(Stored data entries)
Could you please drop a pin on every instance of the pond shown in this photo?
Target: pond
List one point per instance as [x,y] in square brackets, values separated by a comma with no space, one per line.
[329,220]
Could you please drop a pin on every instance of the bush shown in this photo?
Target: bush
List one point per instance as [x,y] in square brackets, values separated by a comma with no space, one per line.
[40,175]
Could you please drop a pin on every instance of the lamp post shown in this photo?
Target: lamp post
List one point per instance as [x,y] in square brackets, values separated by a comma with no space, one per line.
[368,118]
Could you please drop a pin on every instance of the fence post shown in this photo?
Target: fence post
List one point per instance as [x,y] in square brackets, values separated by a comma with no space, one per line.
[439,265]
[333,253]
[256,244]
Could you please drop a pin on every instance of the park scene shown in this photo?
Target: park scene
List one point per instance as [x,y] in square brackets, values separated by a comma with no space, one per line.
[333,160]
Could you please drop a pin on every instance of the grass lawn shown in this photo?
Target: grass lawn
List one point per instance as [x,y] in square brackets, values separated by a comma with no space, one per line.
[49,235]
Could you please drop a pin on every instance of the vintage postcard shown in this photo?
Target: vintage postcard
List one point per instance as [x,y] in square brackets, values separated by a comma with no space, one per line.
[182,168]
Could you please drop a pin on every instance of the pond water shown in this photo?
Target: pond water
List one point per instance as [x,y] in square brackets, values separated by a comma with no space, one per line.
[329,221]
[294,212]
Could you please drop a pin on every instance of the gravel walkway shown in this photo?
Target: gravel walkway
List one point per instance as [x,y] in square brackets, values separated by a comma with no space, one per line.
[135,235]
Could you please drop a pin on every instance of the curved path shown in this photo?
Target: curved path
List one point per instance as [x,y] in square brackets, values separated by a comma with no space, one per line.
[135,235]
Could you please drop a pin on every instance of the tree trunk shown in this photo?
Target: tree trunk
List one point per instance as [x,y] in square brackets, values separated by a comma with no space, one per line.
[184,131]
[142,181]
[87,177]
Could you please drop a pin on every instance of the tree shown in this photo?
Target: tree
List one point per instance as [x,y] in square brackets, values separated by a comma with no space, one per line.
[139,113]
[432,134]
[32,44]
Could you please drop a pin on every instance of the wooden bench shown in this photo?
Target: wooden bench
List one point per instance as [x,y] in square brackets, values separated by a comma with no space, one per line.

EXERCISE AIM
Copy out the data above, word for word.

FINISHED EXERCISE
Could you please drop a pin on every instance of the pond shown in this photo?
Target: pond
List one point per instance as [x,y] in square brackets, values separated by a comma with no space, one per line.
[329,220]
Could you please drop a pin on every instance of the bush shown in this photo?
Target: bush
List one point per instance as [x,y] in square brackets, values separated by a comma with no space, one per line.
[40,175]
Could you please drop a pin on every instance of the lamp post shown in this photo?
Target: lamp post
List one point per instance as [x,y] in square brackets, values separated by a comma with no space, one per line.
[368,118]
Could you please drop a pin on every instance of the fence post shown in this photo?
Target: fence post
List one point per instance as [x,y] in square brackets, values separated by a comma with no space, one per line.
[439,265]
[333,253]
[256,244]
Could you please drop a pin on every instance of the park scene shown in this photo?
Target: park scene
List one point per instance as [x,y] in square brackets, values separated by a comma with no space, one per line.
[333,160]
Could you please drop a pin on every instance of the grass lawn shown in this photo?
Target: grass lawn
List one point per instance as [x,y] in square brackets, values separated by a comma with no space, one per line.
[49,235]
Could you please drop a pin on every instance of the vintage postcard shown in this photo?
Target: vintage postcard
List one point per instance as [x,y] in square brackets, values separated by a comma with no space, one per line.
[182,168]
Could you please drop a pin on every instance of the pond water shown in this photo?
Target: pond water
List one point per instance as [x,y] in square brackets, values separated by a comma with no space, one per line.
[329,221]
[294,212]
Could you please drop a pin on every instance of the gravel walkway shown in this photo?
Target: gravel walkway
List one point per instance as [x,y] in square brackets, values separated by a comma with no space, one per line.
[135,235]
Could you please drop a pin on every instance of the curved path shown in this photo?
Target: curved path
List one point per instance as [x,y] in square brackets, values separated by a comma with no space, one per line.
[135,235]
Could you please drop a pin on every instance of the tree trunk shown in this photo?
Target: tree trunk
List one point per instance as [x,y] in square brackets, values separated by a comma with no space, one per line.
[184,131]
[142,181]
[87,177]
Could you please drop a pin on every instance of the tree shown in this photo?
Target: tree
List one point per instance as [x,y] in square brackets, values separated by a comma with no space, one per line.
[139,113]
[432,134]
[32,44]
Could you please drop a pin on every instance of the wooden bench shown in this photo?
Target: wooden bench
List one point per instance as [x,y] in square brackets, values separated by a comma with no space, one per line.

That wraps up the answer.